- TASK GOAL
Recast the listing as a Markdown table with the columns Row and Listing Text, starting at the line that contains "One point rides on each instance of the woman's white" and ending at the final line of the listing. Put a row number in the first column and each line in the second, and leave out blank lines.
— START DATASET RECORDS —
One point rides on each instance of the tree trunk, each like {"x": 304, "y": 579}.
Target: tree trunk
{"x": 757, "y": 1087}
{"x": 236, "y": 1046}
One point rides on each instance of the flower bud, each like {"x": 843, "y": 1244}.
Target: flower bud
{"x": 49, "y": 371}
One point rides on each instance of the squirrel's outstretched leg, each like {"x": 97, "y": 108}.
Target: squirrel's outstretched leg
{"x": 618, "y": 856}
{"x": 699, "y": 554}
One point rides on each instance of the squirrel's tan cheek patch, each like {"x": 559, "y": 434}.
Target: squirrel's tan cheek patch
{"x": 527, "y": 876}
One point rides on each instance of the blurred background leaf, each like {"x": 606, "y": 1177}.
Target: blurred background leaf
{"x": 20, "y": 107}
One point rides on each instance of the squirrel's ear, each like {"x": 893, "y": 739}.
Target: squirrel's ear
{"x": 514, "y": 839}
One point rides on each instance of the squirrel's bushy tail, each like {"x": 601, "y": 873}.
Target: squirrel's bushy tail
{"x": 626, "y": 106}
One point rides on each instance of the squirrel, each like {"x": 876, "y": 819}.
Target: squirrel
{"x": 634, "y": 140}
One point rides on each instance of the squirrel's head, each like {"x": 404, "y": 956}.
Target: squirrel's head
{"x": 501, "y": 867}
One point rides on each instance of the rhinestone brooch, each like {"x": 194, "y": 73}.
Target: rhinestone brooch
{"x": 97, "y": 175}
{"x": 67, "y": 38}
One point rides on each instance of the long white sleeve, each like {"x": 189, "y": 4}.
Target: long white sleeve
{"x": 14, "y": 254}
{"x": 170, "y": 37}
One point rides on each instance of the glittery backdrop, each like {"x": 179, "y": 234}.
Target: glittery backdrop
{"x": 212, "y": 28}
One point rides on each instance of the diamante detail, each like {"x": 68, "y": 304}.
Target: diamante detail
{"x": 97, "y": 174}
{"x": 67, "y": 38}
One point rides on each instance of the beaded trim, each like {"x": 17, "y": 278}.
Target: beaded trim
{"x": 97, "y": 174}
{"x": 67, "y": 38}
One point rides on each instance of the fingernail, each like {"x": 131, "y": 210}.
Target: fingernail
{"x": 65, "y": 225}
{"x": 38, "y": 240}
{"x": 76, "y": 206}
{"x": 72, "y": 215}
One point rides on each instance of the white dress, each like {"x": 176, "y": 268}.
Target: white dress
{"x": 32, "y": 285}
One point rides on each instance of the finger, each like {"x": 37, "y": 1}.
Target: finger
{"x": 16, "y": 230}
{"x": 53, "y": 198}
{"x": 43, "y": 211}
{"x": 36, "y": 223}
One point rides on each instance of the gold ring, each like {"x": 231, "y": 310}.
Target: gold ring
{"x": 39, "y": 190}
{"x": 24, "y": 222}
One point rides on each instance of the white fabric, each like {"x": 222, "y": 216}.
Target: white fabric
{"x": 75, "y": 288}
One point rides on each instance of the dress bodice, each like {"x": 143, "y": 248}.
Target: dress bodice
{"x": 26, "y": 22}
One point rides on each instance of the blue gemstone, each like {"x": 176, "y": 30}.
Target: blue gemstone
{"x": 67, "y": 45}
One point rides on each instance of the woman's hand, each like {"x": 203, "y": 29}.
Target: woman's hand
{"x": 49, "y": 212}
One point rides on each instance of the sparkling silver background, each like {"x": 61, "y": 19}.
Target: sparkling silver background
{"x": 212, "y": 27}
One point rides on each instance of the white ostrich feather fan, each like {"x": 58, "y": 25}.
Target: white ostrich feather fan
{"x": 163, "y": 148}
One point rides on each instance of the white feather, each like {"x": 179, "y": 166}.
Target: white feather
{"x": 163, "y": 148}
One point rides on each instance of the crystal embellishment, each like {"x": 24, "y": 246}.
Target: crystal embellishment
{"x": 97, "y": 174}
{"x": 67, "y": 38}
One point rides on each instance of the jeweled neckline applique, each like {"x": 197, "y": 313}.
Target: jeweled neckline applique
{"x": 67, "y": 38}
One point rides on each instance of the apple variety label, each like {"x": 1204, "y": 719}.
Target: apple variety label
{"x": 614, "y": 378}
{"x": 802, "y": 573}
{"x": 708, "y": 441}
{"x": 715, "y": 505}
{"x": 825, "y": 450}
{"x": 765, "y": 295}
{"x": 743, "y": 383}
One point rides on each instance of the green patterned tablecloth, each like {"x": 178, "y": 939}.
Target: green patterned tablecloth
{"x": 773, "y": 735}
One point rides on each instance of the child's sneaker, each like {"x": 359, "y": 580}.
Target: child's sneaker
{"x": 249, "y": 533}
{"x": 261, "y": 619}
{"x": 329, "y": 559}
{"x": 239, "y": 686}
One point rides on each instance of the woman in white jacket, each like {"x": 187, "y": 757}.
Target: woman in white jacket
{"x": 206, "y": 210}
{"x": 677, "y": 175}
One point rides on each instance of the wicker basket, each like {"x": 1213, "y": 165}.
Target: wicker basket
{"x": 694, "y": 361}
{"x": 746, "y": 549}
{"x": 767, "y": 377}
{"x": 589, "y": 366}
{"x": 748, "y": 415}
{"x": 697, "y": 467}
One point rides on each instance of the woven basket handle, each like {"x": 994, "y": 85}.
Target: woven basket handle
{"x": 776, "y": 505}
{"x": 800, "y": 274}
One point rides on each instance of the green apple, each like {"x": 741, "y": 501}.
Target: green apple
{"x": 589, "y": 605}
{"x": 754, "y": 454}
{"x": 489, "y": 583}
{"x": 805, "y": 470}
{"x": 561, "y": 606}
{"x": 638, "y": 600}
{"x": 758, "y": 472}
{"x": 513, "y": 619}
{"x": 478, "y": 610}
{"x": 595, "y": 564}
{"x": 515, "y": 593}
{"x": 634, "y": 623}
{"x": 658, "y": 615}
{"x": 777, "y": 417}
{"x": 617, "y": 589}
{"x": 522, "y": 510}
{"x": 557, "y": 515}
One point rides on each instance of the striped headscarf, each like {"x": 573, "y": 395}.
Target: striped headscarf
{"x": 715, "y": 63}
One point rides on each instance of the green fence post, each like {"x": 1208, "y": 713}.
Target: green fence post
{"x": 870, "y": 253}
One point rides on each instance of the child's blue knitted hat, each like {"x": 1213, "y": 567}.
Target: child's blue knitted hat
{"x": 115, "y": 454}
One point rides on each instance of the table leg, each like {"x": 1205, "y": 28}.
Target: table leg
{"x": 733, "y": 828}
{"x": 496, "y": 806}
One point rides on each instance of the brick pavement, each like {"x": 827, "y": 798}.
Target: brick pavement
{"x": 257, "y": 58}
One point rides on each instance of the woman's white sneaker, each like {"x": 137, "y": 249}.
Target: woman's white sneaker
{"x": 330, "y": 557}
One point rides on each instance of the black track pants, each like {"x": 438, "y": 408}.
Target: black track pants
— END DATASET RECORDS —
- ANSWER FOR THIS EXERCISE
| Row | Listing Text |
|---|---|
| 1 | One point rides on each instance of the woman's white sneaker, each like {"x": 137, "y": 249}. |
| 2 | Target: woman's white sneaker |
| 3 | {"x": 330, "y": 557} |
| 4 | One point rides on each instance of the black track pants, each like {"x": 438, "y": 408}. |
| 5 | Target: black track pants |